_Exercise_
Please return every line of the records below unchanged, omitting the pictures from your answer.

[Lines of data]
——————

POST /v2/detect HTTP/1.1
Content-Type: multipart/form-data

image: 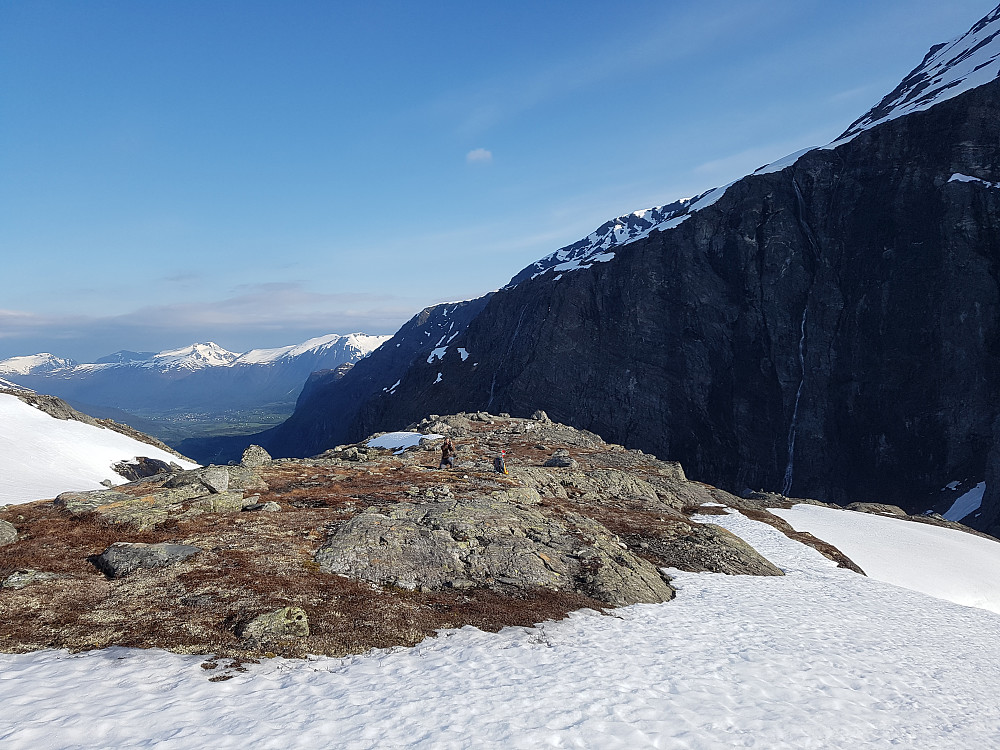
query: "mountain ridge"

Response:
[240,2,1000,540]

——————

_Answer to this task_
POST /v2/detect HTTP/1.1
Content-Type: multipart/form-data

image: 
query: "mountain ridge"

Response:
[240,2,1000,540]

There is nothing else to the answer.